Natural-language object grounding data:
---*---
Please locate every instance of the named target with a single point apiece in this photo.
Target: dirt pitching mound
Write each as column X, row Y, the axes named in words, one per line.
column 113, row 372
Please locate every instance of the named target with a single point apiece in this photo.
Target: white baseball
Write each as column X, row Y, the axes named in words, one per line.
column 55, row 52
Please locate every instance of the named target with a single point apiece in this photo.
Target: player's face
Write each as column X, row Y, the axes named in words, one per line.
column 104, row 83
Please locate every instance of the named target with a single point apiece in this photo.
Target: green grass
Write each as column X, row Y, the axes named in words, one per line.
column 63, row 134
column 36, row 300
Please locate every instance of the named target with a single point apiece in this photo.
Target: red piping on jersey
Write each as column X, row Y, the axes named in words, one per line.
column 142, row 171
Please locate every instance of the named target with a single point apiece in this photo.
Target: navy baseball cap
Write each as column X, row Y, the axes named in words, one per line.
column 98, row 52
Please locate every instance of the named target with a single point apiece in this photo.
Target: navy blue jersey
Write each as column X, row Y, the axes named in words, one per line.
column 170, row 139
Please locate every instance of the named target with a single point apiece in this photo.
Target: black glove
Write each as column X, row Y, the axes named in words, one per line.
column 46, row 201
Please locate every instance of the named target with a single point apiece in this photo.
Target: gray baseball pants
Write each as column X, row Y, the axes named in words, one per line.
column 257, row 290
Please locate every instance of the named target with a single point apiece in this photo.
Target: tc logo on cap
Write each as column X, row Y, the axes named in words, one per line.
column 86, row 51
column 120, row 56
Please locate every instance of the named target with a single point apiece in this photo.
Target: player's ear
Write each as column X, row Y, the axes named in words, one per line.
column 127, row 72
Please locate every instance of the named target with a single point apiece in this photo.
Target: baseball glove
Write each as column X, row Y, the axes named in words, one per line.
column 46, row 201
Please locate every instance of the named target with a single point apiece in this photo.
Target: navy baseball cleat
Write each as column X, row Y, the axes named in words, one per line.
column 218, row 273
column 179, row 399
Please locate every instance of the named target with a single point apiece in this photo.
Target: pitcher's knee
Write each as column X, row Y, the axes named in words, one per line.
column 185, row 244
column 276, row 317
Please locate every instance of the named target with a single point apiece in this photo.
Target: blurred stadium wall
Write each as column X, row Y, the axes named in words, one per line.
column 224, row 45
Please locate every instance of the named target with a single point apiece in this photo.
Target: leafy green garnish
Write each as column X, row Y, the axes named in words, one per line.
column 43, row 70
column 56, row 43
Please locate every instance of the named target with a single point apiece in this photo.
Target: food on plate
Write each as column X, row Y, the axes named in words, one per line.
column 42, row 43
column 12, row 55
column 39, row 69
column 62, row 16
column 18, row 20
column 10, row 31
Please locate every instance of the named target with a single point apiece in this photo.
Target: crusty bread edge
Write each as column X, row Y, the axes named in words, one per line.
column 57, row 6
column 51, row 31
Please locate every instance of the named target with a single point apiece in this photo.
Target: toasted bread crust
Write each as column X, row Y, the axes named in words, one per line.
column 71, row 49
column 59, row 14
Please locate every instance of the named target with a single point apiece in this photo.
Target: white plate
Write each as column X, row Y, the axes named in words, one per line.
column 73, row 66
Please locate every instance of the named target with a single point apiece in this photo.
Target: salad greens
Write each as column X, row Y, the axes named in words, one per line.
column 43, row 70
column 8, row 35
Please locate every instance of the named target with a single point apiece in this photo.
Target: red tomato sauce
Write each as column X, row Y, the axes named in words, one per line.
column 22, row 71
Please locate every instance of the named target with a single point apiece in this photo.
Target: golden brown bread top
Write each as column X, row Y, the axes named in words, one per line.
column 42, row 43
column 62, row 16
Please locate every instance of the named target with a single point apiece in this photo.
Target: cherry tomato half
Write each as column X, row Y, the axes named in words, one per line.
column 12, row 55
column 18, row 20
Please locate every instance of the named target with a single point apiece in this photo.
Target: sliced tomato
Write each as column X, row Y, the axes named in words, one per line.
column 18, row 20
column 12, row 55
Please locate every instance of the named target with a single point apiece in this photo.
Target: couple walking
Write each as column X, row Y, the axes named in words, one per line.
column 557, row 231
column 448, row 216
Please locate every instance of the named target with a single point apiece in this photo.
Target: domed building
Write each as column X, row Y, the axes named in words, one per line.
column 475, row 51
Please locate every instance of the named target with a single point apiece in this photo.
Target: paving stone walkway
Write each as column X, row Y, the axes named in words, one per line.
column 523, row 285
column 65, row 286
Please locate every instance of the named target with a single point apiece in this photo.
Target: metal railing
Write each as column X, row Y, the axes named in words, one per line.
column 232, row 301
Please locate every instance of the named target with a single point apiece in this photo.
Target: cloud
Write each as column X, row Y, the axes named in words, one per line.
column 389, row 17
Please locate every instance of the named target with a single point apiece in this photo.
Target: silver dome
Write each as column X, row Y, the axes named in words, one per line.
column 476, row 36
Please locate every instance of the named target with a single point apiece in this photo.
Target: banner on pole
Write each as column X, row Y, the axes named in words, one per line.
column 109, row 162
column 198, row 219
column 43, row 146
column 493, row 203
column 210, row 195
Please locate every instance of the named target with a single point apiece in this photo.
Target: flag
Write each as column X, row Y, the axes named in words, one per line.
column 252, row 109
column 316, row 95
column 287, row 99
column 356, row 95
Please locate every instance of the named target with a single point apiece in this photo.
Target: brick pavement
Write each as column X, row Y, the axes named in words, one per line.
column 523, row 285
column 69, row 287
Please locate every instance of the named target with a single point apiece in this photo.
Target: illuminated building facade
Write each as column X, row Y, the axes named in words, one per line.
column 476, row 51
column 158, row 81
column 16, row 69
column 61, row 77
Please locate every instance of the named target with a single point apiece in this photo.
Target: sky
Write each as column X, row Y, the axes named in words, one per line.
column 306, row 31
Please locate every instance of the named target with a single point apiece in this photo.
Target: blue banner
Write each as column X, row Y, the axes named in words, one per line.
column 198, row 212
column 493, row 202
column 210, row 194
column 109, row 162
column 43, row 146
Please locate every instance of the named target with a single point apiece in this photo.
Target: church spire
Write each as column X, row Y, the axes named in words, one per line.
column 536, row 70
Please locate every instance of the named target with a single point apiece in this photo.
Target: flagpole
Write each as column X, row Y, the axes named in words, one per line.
---*---
Across the records above, return every line that contains the word "tomato".

Target: red tomato sauce
Target: cherry tomato half
Target: sliced tomato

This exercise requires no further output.